Data excerpts
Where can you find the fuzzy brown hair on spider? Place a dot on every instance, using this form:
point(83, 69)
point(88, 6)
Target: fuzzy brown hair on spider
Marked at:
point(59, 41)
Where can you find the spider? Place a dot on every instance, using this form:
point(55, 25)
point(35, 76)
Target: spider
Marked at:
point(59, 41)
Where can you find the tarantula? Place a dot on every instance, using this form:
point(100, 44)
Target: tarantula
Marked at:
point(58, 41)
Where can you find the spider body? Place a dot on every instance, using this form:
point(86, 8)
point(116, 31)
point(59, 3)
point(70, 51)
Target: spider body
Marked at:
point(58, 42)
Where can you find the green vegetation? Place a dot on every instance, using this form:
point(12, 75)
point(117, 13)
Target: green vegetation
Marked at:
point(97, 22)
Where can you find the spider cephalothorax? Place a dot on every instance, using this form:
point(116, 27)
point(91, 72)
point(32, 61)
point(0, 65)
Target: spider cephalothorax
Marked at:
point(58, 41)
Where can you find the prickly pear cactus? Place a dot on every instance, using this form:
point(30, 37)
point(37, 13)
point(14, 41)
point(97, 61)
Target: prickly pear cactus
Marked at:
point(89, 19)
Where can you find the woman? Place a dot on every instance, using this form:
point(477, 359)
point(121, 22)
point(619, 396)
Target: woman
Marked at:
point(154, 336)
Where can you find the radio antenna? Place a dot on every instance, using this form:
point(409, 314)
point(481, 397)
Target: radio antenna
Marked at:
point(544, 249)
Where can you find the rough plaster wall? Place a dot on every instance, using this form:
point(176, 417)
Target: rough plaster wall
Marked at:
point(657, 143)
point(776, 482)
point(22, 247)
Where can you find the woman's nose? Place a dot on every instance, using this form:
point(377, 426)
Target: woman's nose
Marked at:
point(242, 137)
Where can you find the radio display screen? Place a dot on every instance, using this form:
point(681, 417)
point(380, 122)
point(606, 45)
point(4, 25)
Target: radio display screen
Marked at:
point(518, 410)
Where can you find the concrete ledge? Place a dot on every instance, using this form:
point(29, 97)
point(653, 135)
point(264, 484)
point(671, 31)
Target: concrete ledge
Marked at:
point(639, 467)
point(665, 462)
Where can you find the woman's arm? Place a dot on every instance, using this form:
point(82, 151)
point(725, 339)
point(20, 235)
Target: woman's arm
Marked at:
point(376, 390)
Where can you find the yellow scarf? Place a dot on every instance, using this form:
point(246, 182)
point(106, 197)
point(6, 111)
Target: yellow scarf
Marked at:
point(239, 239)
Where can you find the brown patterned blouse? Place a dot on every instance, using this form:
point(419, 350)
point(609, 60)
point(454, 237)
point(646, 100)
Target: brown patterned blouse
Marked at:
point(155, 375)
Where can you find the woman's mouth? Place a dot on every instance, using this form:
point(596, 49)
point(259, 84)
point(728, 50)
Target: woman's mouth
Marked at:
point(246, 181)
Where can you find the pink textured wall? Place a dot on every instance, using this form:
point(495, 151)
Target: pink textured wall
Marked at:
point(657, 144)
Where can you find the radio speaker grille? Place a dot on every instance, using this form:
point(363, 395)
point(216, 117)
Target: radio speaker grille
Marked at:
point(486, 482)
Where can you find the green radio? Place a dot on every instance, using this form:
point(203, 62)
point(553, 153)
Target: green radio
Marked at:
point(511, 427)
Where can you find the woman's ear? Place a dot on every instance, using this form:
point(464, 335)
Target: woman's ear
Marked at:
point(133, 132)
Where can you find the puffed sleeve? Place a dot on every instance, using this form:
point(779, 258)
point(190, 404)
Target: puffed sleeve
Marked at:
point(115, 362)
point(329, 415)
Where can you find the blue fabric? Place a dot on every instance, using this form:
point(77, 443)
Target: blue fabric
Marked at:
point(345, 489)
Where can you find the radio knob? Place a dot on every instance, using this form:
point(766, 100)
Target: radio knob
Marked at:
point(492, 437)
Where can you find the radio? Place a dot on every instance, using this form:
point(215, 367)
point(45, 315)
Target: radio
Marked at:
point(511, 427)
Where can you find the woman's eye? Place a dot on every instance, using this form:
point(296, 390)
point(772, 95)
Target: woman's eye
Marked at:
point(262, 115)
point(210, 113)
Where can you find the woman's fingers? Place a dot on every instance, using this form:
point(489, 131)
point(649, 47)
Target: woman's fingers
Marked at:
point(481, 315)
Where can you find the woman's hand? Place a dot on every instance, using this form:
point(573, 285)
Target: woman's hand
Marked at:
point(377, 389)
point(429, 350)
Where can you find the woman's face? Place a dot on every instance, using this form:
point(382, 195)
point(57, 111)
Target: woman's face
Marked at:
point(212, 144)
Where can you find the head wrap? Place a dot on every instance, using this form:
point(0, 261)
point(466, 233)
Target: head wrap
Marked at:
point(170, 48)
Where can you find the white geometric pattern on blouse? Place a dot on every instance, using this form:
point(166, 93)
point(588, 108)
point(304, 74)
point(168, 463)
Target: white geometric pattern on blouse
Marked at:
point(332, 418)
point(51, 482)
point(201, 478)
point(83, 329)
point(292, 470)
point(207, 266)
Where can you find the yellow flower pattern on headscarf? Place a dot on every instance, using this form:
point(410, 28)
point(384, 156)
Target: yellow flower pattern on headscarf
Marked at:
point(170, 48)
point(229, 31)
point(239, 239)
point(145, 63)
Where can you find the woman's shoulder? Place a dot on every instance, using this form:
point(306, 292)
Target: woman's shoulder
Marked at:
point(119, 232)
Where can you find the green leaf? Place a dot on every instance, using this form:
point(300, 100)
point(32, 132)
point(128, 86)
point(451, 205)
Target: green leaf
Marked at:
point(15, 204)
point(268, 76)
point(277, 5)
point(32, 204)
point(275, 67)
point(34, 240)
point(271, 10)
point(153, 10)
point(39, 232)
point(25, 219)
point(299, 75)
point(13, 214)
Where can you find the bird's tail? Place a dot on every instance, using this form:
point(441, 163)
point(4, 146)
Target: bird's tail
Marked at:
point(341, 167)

TASK INSTRUCTIONS: Scan the entries above for the word "ledge", then copy every line in which it occurs.

SOLUTION FOR THIS PROBLEM:
Where can you find the concrete ledge? Place a dot on every instance, using this form:
Target: concrete ledge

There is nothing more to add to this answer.